• Records from a data collection
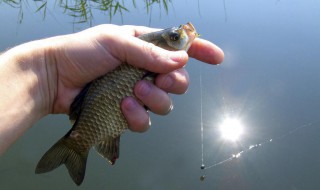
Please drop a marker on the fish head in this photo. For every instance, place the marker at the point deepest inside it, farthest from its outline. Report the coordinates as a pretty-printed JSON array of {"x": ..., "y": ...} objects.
[{"x": 179, "y": 38}]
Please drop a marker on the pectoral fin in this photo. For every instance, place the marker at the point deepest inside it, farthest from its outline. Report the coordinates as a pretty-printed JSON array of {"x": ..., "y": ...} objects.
[
  {"x": 76, "y": 105},
  {"x": 109, "y": 149}
]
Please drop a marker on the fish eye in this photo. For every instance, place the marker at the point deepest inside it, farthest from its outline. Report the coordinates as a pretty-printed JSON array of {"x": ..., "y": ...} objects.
[{"x": 174, "y": 36}]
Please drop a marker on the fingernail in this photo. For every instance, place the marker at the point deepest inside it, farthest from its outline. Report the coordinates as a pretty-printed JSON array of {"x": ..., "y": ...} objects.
[
  {"x": 144, "y": 88},
  {"x": 167, "y": 83},
  {"x": 130, "y": 104},
  {"x": 178, "y": 56}
]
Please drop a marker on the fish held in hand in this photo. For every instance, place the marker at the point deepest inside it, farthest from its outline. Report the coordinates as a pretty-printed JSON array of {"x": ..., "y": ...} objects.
[{"x": 96, "y": 115}]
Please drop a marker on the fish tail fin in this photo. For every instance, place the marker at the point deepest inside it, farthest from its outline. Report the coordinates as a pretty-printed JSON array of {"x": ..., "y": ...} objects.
[{"x": 61, "y": 153}]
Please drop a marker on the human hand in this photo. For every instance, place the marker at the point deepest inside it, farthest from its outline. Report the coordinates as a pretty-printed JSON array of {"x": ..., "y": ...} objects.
[
  {"x": 76, "y": 59},
  {"x": 43, "y": 77}
]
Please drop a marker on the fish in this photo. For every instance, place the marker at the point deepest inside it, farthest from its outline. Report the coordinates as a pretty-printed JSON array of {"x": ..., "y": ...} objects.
[{"x": 95, "y": 114}]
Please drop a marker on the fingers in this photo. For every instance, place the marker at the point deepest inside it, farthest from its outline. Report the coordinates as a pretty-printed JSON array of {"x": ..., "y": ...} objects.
[
  {"x": 206, "y": 51},
  {"x": 144, "y": 55}
]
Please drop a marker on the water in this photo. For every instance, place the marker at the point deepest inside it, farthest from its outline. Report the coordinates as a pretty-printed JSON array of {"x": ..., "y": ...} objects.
[{"x": 269, "y": 78}]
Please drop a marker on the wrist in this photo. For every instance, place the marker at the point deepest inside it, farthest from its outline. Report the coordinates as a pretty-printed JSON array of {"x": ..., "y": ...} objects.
[{"x": 24, "y": 91}]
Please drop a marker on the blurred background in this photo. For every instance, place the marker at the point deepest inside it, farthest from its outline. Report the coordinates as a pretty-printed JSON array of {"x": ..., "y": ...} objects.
[{"x": 268, "y": 85}]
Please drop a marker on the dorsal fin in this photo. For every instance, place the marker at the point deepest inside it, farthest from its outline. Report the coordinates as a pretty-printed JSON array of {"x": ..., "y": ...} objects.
[
  {"x": 109, "y": 149},
  {"x": 75, "y": 107}
]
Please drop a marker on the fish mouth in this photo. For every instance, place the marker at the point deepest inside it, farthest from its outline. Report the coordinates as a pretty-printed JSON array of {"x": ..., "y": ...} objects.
[{"x": 191, "y": 32}]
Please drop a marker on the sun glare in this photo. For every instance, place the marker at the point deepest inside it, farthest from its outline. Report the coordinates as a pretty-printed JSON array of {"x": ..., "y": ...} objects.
[{"x": 231, "y": 129}]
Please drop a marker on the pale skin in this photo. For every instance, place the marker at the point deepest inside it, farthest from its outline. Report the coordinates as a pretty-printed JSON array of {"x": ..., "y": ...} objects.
[{"x": 43, "y": 77}]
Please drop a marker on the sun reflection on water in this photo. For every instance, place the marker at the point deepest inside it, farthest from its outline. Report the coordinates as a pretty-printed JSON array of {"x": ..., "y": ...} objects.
[{"x": 231, "y": 129}]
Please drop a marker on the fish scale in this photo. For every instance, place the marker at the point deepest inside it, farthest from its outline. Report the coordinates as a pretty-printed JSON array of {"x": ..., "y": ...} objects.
[{"x": 96, "y": 114}]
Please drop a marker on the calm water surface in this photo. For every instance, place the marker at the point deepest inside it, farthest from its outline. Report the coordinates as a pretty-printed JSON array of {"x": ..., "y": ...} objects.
[{"x": 269, "y": 79}]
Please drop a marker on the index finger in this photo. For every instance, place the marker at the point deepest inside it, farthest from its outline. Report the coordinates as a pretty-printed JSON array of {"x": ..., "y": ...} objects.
[{"x": 205, "y": 51}]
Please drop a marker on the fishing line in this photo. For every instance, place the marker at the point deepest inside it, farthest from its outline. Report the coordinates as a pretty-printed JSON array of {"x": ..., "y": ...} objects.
[
  {"x": 255, "y": 146},
  {"x": 201, "y": 118}
]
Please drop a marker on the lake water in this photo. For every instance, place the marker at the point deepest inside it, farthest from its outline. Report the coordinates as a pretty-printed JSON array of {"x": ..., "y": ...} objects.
[{"x": 270, "y": 80}]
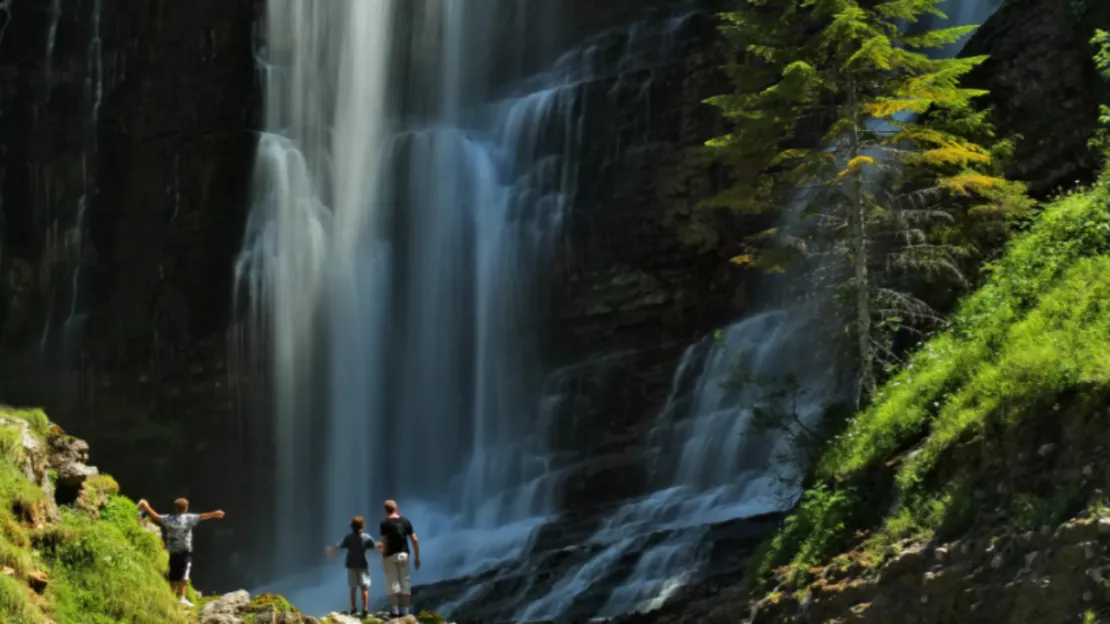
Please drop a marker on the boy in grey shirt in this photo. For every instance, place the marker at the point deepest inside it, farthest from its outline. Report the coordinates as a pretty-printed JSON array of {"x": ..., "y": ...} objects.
[
  {"x": 356, "y": 543},
  {"x": 178, "y": 533}
]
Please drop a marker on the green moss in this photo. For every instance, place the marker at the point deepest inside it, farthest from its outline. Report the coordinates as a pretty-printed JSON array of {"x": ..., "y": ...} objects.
[
  {"x": 947, "y": 379},
  {"x": 1038, "y": 330},
  {"x": 17, "y": 606},
  {"x": 36, "y": 418},
  {"x": 109, "y": 570},
  {"x": 270, "y": 603},
  {"x": 430, "y": 617}
]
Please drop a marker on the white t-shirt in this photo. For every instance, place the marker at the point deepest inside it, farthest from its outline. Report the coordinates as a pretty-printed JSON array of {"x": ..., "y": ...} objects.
[{"x": 179, "y": 531}]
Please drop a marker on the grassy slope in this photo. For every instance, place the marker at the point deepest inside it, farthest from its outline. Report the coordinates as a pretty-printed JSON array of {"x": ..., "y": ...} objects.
[
  {"x": 99, "y": 571},
  {"x": 1038, "y": 330}
]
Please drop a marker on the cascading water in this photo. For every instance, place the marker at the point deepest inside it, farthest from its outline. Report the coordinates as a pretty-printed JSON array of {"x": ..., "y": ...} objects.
[
  {"x": 409, "y": 192},
  {"x": 713, "y": 463},
  {"x": 392, "y": 265}
]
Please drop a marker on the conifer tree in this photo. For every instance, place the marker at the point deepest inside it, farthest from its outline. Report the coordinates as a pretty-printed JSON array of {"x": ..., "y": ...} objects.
[{"x": 898, "y": 162}]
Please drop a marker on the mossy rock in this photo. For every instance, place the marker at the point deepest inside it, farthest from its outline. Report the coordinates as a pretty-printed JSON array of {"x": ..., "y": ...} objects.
[
  {"x": 270, "y": 603},
  {"x": 96, "y": 492}
]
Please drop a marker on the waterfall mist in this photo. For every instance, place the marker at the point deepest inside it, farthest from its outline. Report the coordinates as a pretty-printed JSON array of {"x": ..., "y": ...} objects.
[
  {"x": 390, "y": 274},
  {"x": 419, "y": 162}
]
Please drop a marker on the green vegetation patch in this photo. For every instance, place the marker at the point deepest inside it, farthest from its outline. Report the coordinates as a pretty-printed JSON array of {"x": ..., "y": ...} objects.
[
  {"x": 1039, "y": 329},
  {"x": 107, "y": 570}
]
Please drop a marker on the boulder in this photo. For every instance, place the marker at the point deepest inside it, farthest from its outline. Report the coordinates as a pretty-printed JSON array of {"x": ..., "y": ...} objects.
[{"x": 228, "y": 609}]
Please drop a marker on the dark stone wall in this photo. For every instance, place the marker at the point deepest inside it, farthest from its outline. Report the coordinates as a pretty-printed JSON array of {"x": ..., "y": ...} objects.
[
  {"x": 124, "y": 177},
  {"x": 1043, "y": 86}
]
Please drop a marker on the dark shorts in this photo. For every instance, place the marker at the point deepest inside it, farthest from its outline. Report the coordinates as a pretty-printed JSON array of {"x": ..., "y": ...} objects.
[{"x": 180, "y": 564}]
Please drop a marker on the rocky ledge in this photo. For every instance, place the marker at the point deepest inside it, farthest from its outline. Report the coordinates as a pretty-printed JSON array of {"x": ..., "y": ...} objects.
[
  {"x": 239, "y": 607},
  {"x": 73, "y": 550}
]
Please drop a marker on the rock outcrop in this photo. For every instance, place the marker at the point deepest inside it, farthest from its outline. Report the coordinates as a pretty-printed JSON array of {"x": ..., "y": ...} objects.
[
  {"x": 1043, "y": 86},
  {"x": 124, "y": 180}
]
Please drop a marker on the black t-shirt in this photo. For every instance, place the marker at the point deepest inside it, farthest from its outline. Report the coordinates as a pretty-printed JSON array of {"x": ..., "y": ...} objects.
[{"x": 395, "y": 532}]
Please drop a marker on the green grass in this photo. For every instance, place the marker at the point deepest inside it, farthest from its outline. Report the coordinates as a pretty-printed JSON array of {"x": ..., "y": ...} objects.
[
  {"x": 1038, "y": 330},
  {"x": 16, "y": 603},
  {"x": 108, "y": 570},
  {"x": 945, "y": 379},
  {"x": 102, "y": 570}
]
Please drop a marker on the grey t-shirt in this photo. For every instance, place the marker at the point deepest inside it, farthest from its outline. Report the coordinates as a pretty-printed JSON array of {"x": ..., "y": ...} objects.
[
  {"x": 178, "y": 530},
  {"x": 356, "y": 545}
]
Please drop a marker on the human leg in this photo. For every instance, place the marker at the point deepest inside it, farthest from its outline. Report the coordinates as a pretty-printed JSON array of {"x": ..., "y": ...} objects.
[
  {"x": 180, "y": 566},
  {"x": 405, "y": 584},
  {"x": 393, "y": 583}
]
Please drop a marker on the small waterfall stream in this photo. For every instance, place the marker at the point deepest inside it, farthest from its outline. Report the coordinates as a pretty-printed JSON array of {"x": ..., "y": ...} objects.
[
  {"x": 410, "y": 190},
  {"x": 712, "y": 463}
]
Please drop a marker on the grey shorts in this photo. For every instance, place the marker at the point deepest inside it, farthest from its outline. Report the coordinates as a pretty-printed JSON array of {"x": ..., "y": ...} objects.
[{"x": 357, "y": 577}]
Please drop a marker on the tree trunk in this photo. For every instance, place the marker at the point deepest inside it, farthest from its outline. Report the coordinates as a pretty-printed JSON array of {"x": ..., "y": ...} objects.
[{"x": 858, "y": 233}]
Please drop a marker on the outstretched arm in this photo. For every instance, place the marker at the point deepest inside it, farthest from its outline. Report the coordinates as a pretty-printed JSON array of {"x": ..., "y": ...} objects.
[{"x": 150, "y": 511}]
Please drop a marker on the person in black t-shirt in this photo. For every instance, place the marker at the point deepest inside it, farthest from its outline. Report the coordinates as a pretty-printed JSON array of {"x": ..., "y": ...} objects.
[
  {"x": 396, "y": 531},
  {"x": 356, "y": 543}
]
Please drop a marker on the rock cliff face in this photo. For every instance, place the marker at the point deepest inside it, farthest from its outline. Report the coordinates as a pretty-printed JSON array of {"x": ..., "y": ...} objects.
[{"x": 124, "y": 173}]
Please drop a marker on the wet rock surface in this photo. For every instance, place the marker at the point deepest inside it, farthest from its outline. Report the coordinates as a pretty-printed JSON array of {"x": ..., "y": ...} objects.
[{"x": 1043, "y": 86}]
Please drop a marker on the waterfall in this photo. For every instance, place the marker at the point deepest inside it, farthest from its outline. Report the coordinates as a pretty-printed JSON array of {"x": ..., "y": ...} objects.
[
  {"x": 712, "y": 462},
  {"x": 406, "y": 203}
]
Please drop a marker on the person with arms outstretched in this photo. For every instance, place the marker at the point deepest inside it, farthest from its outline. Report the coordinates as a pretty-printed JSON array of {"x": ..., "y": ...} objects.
[
  {"x": 396, "y": 532},
  {"x": 356, "y": 544},
  {"x": 178, "y": 533}
]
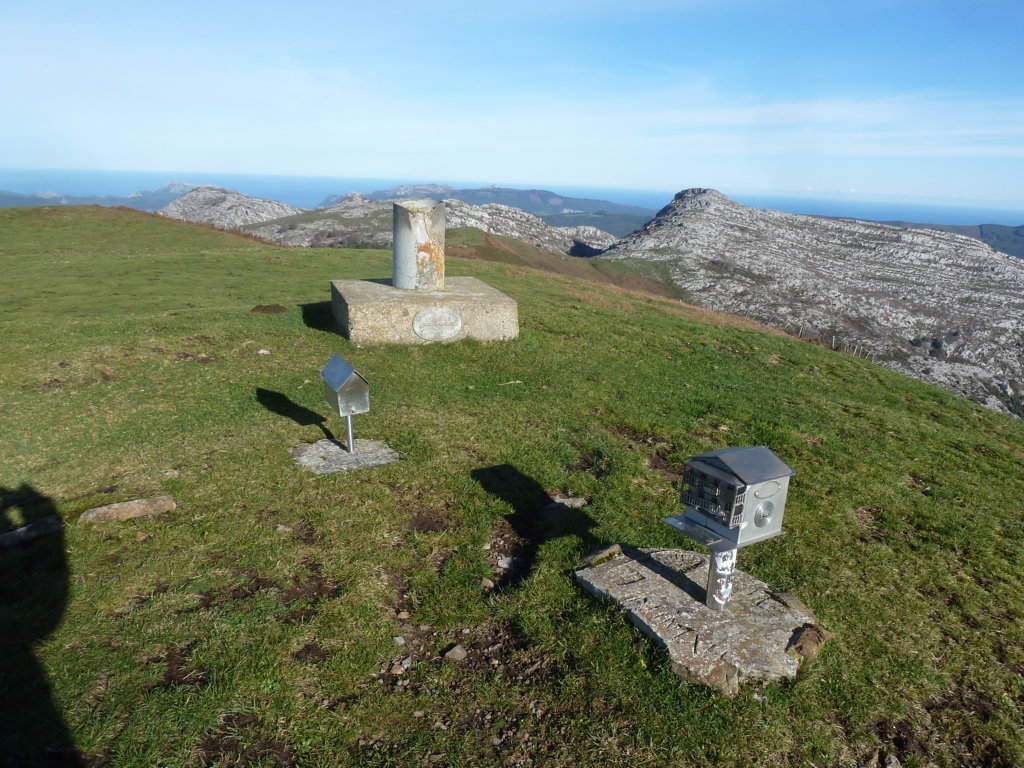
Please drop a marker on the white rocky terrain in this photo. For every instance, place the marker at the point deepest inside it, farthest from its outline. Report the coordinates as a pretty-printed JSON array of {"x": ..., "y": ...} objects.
[
  {"x": 356, "y": 220},
  {"x": 225, "y": 209},
  {"x": 939, "y": 306}
]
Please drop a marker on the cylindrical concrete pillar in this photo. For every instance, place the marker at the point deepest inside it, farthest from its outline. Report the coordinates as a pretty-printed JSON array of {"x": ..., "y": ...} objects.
[
  {"x": 419, "y": 245},
  {"x": 721, "y": 566}
]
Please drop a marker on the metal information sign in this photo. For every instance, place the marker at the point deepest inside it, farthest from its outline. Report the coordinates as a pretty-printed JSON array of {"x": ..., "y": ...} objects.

• TASK INSTRUCTIONS
Repeat exactly the lines from the one holding "Please drop a marker on the person in" through the last line of the entries, both included; the pictures do not belong in the copy.

• SOLUTION
Please drop a marker on the person in black t-shirt in this photo. For every instance, place the marker at the point deepest inside it, farthest from its outline. Report the coordinates as a pretty-printed JSON array of {"x": ..., "y": ...} objects.
[
  {"x": 396, "y": 531},
  {"x": 356, "y": 543}
]
Please drop a marker on the rock cliff face in this photo. For every instance, place the marker at the point deepest inside it, farthest from its outline. Report the coordinates as a pretty-printed JSON array of {"x": ..., "y": ...} objects.
[{"x": 124, "y": 173}]
Please drop a marker on the wet rock surface in this photo. For every instance, place the marker at the point deepest inside it, farthest from its outline. Report the coordinates as a pretty-printed JSON array of {"x": ..., "y": ...} objects.
[{"x": 1043, "y": 86}]
Please drop a marker on the waterfall in this photo. For every instance, place the marker at the point deepest inside it, farthest from its outline. Report the coordinates as a pretty-printed JSON array of {"x": ..., "y": ...} objects.
[
  {"x": 712, "y": 462},
  {"x": 406, "y": 203}
]
Please drop a marker on the person with arms outstretched in this photo. For every instance, place the marker at the point deepest inside it, farthest from its outline. Report the coordinates as a pretty-printed JSON array of {"x": ..., "y": ...} objects.
[
  {"x": 396, "y": 532},
  {"x": 356, "y": 544},
  {"x": 178, "y": 533}
]
Please drop a marker on the white rocky terrain in this photo. For every instance, place the marker at the point deepest inside it, farthest from its outline. Report the coordinates as a pretty-printed JSON array of {"x": ..., "y": ...} objects.
[
  {"x": 356, "y": 220},
  {"x": 225, "y": 209},
  {"x": 939, "y": 306}
]
Please drop a marker on the cylindrical concrete pillar in this photo. For every instance, place the marker at the point deepest inside it, farthest from its outline. Report the coordinates as a pretty-printed JSON array of {"x": ..., "y": ...} objects.
[
  {"x": 419, "y": 245},
  {"x": 721, "y": 566}
]
Please drop a marker on the metal information sign in this photo. For every instance, place the marker at the point deepest inside it, farthest from its outline. Report the coordinates as a pretty-printed JSON array of {"x": ..., "y": ...} objects.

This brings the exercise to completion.